** Begin Text to read **

It's kind of a funny time for me (and Amy, probably). We're recently married, and it's as happy as can be, but we're not consumed with talk about any one thing in particular. We don't have kids so we don't gravitate towards those kinds of discussions, but we're also married so there is no concern about our relationship status because it simply is - we are married. That is it. There's no question about our commitment to each other and where we are going in the future.
What strikes me as funny is that being on this side of things, or between things, I've just kind of forgotten how consuming it is to be single. When you're single, you're concerned with where you could move because of the social scene that is available to you. You worry about your roommates and whether they're involved, either with someone, or with the local social scene (ward). You go to activities and parties and gatherings because you want to make friends and be noticed and be impressionable without being overbearing. For the insecure, you make decisions to make you appear favorable because you're compensating for those areas you think you lack. Your conversation revolves either around why you're not dating, what's wrong with the opposite sex, why you're hesitant to commit or why he or she won't commit to you, and you come up with endless amounts of theories and entire methods of analysis and new approaches to philosophy that attempt to coherently and rationally explain everything in its current state. "Why I am single and nothing works out for me." Your prayers plead for opportunities to meet people, to feel safe with someone, and to meet a person with whom you'll finally click and where things will eventually fall into place. Even your family and friends might pray for that too.
It's completely consuming. And then you get married. Then it's just not anymore. You get home and you play a round of 9 holes for your FHE activity and decide that you'll read from Exodus that night. You'll work on your contribution for your mother-in-law's birthday. Or watch TV in bed together. Or plan your next vacation. Or just look forward to the weekend and just hanging out together and with your friends.
It's the most wonderful thing in the world.

** End Text to read **
** Begin Data lines **

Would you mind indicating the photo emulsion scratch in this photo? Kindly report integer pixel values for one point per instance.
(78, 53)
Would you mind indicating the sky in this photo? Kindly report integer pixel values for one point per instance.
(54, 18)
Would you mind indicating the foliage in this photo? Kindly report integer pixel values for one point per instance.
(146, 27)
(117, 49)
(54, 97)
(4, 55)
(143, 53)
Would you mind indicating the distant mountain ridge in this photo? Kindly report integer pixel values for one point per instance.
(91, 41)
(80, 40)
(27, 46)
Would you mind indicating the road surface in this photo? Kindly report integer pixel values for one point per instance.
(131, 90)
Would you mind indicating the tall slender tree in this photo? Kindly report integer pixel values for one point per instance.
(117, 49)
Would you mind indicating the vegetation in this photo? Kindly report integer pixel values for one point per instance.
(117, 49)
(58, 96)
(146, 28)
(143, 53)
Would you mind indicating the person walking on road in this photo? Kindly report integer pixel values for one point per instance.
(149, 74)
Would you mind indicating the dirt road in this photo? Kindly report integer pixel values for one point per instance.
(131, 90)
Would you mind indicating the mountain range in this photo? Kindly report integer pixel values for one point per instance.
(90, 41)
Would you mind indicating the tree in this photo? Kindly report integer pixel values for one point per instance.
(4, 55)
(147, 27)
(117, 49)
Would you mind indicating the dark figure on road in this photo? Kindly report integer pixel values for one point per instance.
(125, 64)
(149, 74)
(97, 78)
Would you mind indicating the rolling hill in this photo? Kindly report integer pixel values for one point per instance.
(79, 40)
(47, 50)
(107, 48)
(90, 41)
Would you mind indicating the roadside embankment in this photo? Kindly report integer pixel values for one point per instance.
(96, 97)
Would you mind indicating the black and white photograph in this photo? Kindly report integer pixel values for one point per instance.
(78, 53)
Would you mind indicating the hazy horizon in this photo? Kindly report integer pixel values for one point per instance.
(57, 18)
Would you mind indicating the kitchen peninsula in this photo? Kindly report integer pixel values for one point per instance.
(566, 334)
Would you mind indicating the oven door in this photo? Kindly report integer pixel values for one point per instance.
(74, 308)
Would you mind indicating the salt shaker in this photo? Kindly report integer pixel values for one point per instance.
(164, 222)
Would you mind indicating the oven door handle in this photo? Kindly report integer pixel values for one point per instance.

** End Data lines **

#### The request
Translate this sentence from the piece about married and single life into Spanish: "There's no question about our commitment to each other and where we are going in the future."

#### Correct answer
No hay ninguna duda sobre nuestro compromiso el uno con el otro ni sobre hacia dónde vamos en el futuro.